▶ [TASK DETAILS]: Can you retype only the lines from the one with "Objective — one pin per instance of the blue" through the final line of the material, exactly as given?

▶ [DATASET ROWS]:
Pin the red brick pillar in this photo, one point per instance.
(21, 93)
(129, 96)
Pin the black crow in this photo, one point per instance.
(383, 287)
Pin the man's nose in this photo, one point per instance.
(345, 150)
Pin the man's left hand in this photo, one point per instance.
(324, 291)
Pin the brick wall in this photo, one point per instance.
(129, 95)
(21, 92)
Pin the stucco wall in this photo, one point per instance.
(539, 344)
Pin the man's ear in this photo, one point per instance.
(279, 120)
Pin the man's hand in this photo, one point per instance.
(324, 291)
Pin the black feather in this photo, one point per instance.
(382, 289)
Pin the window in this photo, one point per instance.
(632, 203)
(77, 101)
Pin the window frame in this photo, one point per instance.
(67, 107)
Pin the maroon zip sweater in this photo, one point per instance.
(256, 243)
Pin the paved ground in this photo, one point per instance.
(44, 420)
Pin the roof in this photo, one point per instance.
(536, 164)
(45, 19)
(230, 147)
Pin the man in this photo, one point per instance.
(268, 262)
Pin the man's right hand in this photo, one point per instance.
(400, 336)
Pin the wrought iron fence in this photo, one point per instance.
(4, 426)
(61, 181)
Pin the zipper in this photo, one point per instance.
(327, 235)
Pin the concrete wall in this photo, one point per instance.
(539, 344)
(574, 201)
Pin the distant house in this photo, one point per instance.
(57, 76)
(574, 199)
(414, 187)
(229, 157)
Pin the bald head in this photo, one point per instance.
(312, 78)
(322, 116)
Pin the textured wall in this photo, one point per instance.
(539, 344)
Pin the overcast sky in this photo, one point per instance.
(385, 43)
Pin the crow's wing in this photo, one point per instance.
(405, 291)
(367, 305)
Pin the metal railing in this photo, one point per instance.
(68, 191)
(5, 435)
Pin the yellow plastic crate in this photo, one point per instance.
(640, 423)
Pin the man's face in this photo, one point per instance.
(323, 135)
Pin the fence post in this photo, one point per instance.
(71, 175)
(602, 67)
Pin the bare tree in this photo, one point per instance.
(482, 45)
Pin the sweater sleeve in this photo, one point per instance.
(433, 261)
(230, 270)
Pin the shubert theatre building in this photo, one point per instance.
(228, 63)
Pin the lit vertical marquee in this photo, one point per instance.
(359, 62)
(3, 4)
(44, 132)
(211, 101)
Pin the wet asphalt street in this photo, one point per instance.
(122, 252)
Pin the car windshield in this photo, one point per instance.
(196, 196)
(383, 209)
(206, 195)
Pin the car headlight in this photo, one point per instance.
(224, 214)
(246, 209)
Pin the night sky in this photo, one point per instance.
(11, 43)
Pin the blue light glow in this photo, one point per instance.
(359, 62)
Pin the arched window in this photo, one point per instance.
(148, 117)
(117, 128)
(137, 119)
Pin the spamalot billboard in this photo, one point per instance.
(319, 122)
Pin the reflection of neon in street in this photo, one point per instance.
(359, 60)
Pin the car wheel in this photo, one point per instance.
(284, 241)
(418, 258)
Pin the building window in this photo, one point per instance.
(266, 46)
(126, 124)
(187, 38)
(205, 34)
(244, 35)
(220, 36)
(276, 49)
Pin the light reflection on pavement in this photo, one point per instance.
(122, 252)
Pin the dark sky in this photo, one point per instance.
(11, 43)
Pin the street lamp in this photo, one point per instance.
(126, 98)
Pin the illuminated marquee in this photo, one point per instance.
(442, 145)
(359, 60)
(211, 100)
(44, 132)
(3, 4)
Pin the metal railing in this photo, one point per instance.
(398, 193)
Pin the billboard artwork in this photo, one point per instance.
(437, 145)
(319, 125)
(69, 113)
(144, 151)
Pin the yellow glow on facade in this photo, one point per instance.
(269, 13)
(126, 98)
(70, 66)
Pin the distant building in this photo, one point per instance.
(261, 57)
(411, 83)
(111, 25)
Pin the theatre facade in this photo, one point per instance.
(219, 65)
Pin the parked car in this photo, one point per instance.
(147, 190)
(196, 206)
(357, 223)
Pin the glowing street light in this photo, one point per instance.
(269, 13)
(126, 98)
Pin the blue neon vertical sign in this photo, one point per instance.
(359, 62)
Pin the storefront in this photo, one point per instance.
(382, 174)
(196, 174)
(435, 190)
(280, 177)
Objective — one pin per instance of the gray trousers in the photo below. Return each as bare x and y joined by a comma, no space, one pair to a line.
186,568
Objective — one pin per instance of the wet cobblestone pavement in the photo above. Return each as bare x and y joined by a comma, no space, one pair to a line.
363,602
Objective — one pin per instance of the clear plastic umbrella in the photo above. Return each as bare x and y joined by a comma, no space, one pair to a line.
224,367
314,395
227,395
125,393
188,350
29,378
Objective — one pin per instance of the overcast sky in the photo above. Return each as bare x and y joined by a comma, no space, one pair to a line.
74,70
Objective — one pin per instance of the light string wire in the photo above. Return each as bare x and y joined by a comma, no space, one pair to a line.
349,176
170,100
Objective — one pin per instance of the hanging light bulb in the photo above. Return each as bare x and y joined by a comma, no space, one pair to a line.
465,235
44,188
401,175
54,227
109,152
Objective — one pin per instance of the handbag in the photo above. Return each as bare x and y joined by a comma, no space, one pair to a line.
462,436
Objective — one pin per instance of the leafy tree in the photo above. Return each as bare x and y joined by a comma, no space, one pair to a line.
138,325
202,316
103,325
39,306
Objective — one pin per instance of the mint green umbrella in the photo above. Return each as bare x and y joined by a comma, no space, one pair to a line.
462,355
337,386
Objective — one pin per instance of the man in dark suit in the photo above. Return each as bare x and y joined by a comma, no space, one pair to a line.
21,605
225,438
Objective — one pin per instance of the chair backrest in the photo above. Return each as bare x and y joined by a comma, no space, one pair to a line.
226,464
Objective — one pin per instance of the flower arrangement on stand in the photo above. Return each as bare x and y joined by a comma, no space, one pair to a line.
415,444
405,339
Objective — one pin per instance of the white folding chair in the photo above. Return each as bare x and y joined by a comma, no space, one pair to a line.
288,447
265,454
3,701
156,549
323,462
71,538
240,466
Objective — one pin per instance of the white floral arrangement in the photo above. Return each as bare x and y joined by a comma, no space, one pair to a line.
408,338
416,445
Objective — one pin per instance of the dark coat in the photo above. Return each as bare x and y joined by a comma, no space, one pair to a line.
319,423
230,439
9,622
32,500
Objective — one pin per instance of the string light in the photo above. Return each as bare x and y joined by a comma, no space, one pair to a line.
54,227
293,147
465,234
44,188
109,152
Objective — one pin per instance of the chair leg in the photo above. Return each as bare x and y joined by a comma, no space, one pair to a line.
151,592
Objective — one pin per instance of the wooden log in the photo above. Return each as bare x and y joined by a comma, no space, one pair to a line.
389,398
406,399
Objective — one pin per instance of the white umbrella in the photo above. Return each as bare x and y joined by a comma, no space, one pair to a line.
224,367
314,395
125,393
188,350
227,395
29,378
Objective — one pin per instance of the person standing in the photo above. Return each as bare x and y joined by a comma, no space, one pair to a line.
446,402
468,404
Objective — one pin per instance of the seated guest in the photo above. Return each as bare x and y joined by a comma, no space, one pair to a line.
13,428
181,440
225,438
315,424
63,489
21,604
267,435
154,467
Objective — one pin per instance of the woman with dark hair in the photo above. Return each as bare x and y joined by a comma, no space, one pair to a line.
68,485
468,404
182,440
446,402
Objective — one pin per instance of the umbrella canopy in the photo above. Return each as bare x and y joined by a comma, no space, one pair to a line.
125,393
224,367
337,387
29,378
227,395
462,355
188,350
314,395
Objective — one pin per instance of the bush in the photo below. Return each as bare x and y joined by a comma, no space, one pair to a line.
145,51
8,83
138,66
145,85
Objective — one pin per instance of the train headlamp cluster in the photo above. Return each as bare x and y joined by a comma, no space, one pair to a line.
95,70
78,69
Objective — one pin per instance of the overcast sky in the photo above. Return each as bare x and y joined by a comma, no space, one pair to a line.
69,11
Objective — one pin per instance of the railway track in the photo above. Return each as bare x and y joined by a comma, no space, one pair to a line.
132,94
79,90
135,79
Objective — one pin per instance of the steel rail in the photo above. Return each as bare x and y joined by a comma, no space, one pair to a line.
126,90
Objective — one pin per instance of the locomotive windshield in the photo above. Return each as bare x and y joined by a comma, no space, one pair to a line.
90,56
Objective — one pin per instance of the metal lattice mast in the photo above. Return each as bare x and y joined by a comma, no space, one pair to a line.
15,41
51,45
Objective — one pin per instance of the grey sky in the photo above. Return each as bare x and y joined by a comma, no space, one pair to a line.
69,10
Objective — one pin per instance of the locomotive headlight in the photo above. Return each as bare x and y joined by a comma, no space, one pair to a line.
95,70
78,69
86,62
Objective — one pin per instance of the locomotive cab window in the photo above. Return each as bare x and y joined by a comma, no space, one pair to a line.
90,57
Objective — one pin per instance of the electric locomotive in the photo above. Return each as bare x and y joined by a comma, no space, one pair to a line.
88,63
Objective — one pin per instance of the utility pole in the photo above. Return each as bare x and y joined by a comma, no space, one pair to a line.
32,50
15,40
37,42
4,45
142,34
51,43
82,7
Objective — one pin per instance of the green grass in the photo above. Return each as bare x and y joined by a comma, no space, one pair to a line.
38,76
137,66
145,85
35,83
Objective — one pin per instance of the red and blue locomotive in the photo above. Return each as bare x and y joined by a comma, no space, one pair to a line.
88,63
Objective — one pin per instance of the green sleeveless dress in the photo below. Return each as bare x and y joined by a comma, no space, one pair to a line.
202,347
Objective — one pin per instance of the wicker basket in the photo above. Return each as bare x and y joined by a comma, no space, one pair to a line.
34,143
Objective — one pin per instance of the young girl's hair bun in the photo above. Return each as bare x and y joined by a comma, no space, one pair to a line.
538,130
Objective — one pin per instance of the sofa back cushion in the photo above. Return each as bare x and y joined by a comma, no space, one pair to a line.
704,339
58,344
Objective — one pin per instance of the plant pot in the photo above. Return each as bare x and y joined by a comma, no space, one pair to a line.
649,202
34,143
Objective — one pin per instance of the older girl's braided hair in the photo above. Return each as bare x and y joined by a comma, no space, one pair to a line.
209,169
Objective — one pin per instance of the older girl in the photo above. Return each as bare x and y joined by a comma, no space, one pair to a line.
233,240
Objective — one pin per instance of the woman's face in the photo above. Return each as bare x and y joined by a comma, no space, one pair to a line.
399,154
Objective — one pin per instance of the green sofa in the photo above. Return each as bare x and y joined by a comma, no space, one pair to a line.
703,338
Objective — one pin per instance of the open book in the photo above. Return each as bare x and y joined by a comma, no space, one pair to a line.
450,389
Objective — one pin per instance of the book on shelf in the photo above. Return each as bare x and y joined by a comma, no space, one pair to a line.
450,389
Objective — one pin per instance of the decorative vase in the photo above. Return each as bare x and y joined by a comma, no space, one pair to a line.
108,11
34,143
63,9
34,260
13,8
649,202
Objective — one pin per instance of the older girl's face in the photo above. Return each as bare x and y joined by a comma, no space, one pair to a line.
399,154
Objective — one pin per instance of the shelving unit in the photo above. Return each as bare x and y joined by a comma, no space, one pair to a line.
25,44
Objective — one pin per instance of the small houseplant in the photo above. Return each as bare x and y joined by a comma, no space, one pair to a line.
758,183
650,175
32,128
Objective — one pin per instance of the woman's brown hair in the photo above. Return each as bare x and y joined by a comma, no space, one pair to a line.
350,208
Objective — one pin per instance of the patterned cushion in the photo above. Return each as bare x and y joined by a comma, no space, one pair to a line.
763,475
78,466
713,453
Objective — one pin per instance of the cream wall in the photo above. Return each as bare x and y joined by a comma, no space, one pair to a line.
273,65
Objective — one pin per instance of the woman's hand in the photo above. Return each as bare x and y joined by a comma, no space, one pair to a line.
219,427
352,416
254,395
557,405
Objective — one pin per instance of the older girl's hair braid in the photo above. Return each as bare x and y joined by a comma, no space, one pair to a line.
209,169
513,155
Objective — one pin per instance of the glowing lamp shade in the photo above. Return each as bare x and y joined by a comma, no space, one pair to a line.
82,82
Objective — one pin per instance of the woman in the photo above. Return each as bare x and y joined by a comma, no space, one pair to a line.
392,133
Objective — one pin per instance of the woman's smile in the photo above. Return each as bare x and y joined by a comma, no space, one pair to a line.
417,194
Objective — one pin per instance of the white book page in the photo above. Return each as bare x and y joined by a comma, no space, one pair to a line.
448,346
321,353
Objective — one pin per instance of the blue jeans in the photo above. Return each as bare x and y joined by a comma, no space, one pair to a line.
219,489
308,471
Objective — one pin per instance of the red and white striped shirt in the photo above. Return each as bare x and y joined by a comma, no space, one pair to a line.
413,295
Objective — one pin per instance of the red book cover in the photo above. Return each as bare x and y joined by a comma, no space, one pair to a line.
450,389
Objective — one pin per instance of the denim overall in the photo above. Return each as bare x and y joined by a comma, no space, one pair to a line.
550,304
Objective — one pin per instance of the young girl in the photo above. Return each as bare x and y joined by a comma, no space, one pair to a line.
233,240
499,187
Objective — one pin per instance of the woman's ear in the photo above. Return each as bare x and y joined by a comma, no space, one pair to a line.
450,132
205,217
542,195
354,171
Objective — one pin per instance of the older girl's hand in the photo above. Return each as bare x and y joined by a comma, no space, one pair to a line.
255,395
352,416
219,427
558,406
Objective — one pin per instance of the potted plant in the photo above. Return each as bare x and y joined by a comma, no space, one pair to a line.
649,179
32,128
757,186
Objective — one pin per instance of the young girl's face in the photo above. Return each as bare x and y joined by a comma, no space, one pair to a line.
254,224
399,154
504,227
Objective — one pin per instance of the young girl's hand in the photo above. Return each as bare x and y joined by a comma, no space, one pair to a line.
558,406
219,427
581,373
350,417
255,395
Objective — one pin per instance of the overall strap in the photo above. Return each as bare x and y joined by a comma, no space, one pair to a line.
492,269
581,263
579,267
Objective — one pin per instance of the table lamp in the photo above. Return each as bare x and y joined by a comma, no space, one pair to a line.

▶ [OUTPUT FOR THIS TASK]:
Objective — one pin per instance of the blue jeans in the photo above. Return each as bare x and y joined by a comma, no space, one pair to a line.
219,489
308,471
Objective — one pin per instance of the red and white striped shirt in the photo above. Return each as bare x and y joined by a comma, no space, one pair to a line.
413,295
Objective — one pin per instance of the red book cover in the photo above. Return each as bare x and y joined by a comma, no space, one pair to a line.
450,389
Objective — one pin per instance of the denim overall in the photo above. Return each as bare x and y joined by a comma, no space, one pair to a line.
550,304
Objective — one pin per instance of the young girl in the photo above. Return each as bare x and y joined by a comma, no space, one pair to a line.
233,240
499,187
Objective — one pin per instance of the woman's ear in the photo above. Return each as bare x and y joined by a comma, no space, one pair to a line.
450,132
205,217
542,195
354,171
Objective — one pin per instance of the older girl's hand in the photo above. Return each as bare x and y joined by a comma, no space, one pair to a line.
255,395
352,416
219,427
558,406
Objective — one pin per instance of the potted plant in the photo above. Return each as bare x and y joined by a comma, no space, one pair to a line.
649,179
32,128
757,186
Objective — one pin per instance of the young girl's face in the photo above. Return each as bare x and y joined by a comma, no space, one pair to a line.
254,224
399,154
504,227
Objective — one pin per instance of the young girl's hand in the photo above. Return each as bare x and y joined by a comma, no space, one pair to a line.
558,406
219,427
581,373
350,417
255,395
Objective — one pin per instance of the overall strap in the photo above. Return each as bare x and y joined by a comma, no space, one pair to a line.
492,269
581,263
579,267
Objective — one pin per instance of the table lamp in the photo above. Return each as bare x and y joined by a comma, no space, one pair to a line.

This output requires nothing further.